• Consegne
- a) Riassumi il brano citato in due frasi.
- b) Rispondi in breve a queste domande sul brano citato:
(i) Di che cosa è conseguenza ultima l'offerta?
(ii) Quali parole di Gesù sull'odio del mondo vengono riportate?
(iii) Qual è l'ultimo capillare dell'odio a Cristo?
- c) Riporta parola per parola il tratto del brano citato che comincia con "Gesù stesso ha" e finisce con "confortata e alimentata.".

• Brano citato
--*--
È uno dei temi più addolorati e gridati.

Questo odio qualifica la storia umana: è come il risultato permanente chela ferita misteriosa del peccato originale lascia nel tempo umano.

In tale odio, attraverso tutti i poteri (dal potere politico al potere economico), si articola l’azione del padre della menzogna, come disse Gesù ai farisei parlando di Satana.

L’odio a Lui è il tema necessario ad ogni potere che non tragga la sua origine consapevole, umile e drammatica, dall’obbedienza al potere supremo del Padre che fa tutte le cose, dall’obbedienza al destino della vittoria e di gloria che è il destino dell’uomo Cristo, giustizia di Dio, nome che segna il senso del disegno dell’universo e della storia.

Gesù stesso ha detto: «Come il mondo ha odiato me, così odierà voi», noi non siamo solo responsabili dell’odio a Cristo, ma siamo anche, in quanto Suo popolo; vittime dell’odio del mondo.

L’ultimo capillare di questo odio a Cristo è il nostro io, dimentico e indifferente.

È un odio non necessariamente espresso in modo clamoroso, ma vissuto come estraneità palesemente confortata e alimentata.

OFFERTA

(49)L’offerta è la conseguenza ultima della fede.

Essa è esattamente il dire: «Signore, tu lo sai che io ti amo»

L’offerta non esige uno sforzo erculeo, ma solo: «Riconosco chi tu sei».

E uno non può dire: «riconosco chi Tu sei» senza sentirsi piombare nell’umiliazione del proprio niente peccatore e, paradossalmente, senza al tempo stesso sentire l’inizio della libertà, che diventa domanda a Colui che è presente e che ha creato la richiesta.
--*--
• Estratti delle voci
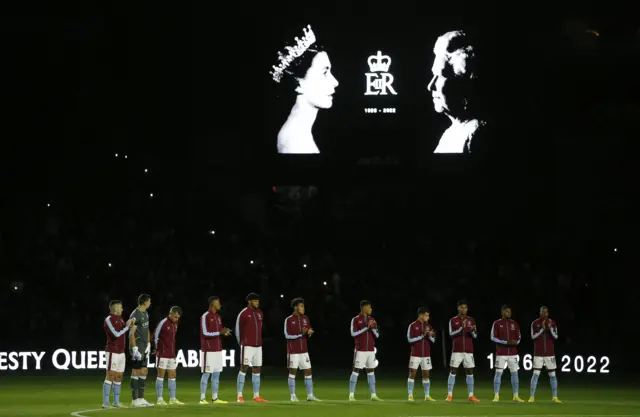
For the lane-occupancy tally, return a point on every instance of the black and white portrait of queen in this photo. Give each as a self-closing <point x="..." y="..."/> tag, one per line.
<point x="303" y="72"/>
<point x="454" y="88"/>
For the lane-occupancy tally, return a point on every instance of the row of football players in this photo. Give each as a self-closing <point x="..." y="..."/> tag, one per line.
<point x="505" y="333"/>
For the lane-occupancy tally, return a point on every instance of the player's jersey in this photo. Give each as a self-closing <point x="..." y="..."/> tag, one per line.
<point x="543" y="339"/>
<point x="296" y="341"/>
<point x="165" y="338"/>
<point x="503" y="331"/>
<point x="142" y="328"/>
<point x="419" y="344"/>
<point x="363" y="337"/>
<point x="461" y="334"/>
<point x="249" y="327"/>
<point x="116" y="329"/>
<point x="210" y="328"/>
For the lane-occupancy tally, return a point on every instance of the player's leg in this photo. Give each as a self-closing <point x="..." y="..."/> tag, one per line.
<point x="205" y="369"/>
<point x="244" y="357"/>
<point x="358" y="364"/>
<point x="108" y="382"/>
<point x="469" y="365"/>
<point x="135" y="379"/>
<point x="497" y="377"/>
<point x="305" y="366"/>
<point x="120" y="361"/>
<point x="161" y="369"/>
<point x="454" y="364"/>
<point x="256" y="367"/>
<point x="426" y="378"/>
<point x="512" y="362"/>
<point x="370" y="365"/>
<point x="216" y="368"/>
<point x="414" y="363"/>
<point x="292" y="363"/>
<point x="550" y="364"/>
<point x="171" y="376"/>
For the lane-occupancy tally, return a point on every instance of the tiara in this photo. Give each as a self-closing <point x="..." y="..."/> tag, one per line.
<point x="293" y="52"/>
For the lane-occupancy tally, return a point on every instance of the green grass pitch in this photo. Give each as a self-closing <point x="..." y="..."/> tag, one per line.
<point x="64" y="395"/>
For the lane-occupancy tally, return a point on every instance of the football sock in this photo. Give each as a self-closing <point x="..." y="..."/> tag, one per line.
<point x="450" y="384"/>
<point x="515" y="383"/>
<point x="352" y="382"/>
<point x="106" y="391"/>
<point x="426" y="384"/>
<point x="255" y="380"/>
<point x="134" y="387"/>
<point x="215" y="384"/>
<point x="308" y="384"/>
<point x="371" y="379"/>
<point x="117" y="387"/>
<point x="172" y="388"/>
<point x="553" y="379"/>
<point x="534" y="383"/>
<point x="241" y="376"/>
<point x="497" y="380"/>
<point x="292" y="384"/>
<point x="204" y="382"/>
<point x="470" y="385"/>
<point x="142" y="382"/>
<point x="159" y="387"/>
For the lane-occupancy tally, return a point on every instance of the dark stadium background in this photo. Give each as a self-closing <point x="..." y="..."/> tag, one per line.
<point x="555" y="226"/>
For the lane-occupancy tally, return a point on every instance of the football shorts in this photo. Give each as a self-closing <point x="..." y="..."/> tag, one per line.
<point x="466" y="359"/>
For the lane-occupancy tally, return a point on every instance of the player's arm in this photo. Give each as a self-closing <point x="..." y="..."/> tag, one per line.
<point x="410" y="339"/>
<point x="453" y="329"/>
<point x="113" y="330"/>
<point x="553" y="329"/>
<point x="494" y="335"/>
<point x="534" y="334"/>
<point x="203" y="327"/>
<point x="354" y="332"/>
<point x="290" y="334"/>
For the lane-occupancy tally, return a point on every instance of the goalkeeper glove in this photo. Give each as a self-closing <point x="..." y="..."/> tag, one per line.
<point x="136" y="354"/>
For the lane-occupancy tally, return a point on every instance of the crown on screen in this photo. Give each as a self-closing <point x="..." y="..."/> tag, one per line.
<point x="379" y="62"/>
<point x="292" y="52"/>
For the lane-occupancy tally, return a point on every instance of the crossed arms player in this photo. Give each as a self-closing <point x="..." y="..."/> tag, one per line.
<point x="140" y="347"/>
<point x="462" y="330"/>
<point x="420" y="335"/>
<point x="165" y="341"/>
<point x="544" y="333"/>
<point x="364" y="331"/>
<point x="297" y="330"/>
<point x="249" y="335"/>
<point x="211" y="332"/>
<point x="115" y="328"/>
<point x="505" y="333"/>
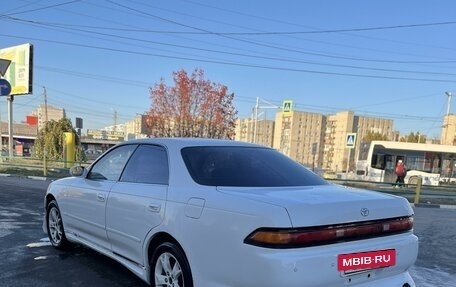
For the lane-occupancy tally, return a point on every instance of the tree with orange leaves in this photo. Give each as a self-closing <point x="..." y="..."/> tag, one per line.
<point x="193" y="107"/>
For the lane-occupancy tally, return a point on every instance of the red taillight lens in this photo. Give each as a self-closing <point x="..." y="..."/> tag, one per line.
<point x="320" y="235"/>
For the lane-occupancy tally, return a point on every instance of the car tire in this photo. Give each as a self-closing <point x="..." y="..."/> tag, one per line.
<point x="55" y="230"/>
<point x="169" y="267"/>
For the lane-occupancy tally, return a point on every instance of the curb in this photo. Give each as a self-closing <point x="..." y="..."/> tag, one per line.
<point x="426" y="205"/>
<point x="30" y="176"/>
<point x="37" y="177"/>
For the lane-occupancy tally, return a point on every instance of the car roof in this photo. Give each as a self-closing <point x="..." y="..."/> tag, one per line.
<point x="189" y="142"/>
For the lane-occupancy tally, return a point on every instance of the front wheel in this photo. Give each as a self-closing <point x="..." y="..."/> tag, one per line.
<point x="54" y="224"/>
<point x="169" y="267"/>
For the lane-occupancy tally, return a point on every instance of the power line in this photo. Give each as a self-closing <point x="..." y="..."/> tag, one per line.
<point x="231" y="63"/>
<point x="44" y="8"/>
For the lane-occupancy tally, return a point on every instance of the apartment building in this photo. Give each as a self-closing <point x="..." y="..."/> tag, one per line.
<point x="335" y="152"/>
<point x="261" y="132"/>
<point x="314" y="139"/>
<point x="48" y="113"/>
<point x="300" y="135"/>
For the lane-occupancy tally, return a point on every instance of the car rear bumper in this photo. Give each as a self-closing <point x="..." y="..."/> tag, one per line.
<point x="317" y="266"/>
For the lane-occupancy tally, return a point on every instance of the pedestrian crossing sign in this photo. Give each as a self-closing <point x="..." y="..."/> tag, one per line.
<point x="351" y="140"/>
<point x="287" y="107"/>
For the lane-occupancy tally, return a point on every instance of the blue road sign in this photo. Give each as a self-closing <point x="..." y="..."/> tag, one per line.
<point x="5" y="87"/>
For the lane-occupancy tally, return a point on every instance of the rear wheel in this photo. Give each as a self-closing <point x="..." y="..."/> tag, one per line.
<point x="54" y="224"/>
<point x="169" y="267"/>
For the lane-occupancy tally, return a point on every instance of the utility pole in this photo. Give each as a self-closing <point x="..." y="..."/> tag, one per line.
<point x="255" y="120"/>
<point x="10" y="126"/>
<point x="44" y="125"/>
<point x="115" y="121"/>
<point x="45" y="106"/>
<point x="447" y="117"/>
<point x="255" y="115"/>
<point x="449" y="102"/>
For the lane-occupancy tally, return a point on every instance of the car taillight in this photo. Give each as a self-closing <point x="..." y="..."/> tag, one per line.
<point x="321" y="235"/>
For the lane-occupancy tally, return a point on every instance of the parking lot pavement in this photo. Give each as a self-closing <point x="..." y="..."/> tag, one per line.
<point x="27" y="259"/>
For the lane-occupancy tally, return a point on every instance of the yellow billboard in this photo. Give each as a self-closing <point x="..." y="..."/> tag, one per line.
<point x="20" y="71"/>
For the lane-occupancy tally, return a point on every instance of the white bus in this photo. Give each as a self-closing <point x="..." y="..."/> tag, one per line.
<point x="434" y="164"/>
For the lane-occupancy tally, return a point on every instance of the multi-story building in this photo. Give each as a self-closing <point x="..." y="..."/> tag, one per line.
<point x="261" y="132"/>
<point x="48" y="112"/>
<point x="300" y="135"/>
<point x="336" y="153"/>
<point x="448" y="136"/>
<point x="315" y="139"/>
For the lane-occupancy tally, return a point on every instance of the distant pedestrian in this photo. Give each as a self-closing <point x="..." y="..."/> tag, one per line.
<point x="400" y="173"/>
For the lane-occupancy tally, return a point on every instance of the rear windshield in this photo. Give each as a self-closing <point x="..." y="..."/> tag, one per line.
<point x="246" y="166"/>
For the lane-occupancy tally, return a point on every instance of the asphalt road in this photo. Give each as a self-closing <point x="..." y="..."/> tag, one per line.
<point x="27" y="259"/>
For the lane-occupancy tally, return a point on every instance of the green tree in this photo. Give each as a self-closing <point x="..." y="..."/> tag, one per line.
<point x="50" y="139"/>
<point x="413" y="138"/>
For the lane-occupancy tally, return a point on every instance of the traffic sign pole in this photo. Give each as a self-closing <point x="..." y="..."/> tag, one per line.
<point x="10" y="126"/>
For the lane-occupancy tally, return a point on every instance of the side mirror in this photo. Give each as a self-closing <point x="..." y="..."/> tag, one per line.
<point x="77" y="170"/>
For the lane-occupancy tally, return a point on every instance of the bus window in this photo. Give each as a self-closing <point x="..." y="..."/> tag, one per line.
<point x="378" y="161"/>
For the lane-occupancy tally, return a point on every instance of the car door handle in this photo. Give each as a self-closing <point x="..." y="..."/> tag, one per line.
<point x="154" y="207"/>
<point x="100" y="197"/>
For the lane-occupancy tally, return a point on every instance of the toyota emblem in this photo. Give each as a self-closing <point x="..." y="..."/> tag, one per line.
<point x="364" y="211"/>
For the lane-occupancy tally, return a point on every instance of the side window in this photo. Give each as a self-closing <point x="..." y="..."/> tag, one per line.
<point x="110" y="166"/>
<point x="149" y="164"/>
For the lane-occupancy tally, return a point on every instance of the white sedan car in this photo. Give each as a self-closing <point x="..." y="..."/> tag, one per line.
<point x="214" y="213"/>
--*--
• Risposte finali
- a) Il brano descrive l'odio a Cristo come segno della storia umana, in cui il padre della menzogna agisce attraverso tutti i poteri, e che arriva fino al nostro io, dimentico e indifferente. Presenta poi l'offerta come conseguenza ultima della fede: non chiede uno sforzo erculeo ma solo di riconoscere chi è il Signore, e questo porta all'umiliazione del proprio niente e insieme all'inizio della libertà.

- b)
(i) Della fede.
(ii) «Come il mondo ha odiato me, così odierà voi».
(iii) Il nostro io, dimentico e indifferente.

- c)
Gesù stesso ha detto: «Come il mondo ha odiato me, così odierà voi», noi non siamo solo responsabili dell’odio a Cristo, ma siamo anche, in quanto Suo popolo; vittime dell’odio del mondo.

L’ultimo capillare di questo odio a Cristo è il nostro io, dimentico e indifferente.

È un odio non necessariamente espresso in modo clamoroso, ma vissuto come estraneità palesemente confortata e alimentata.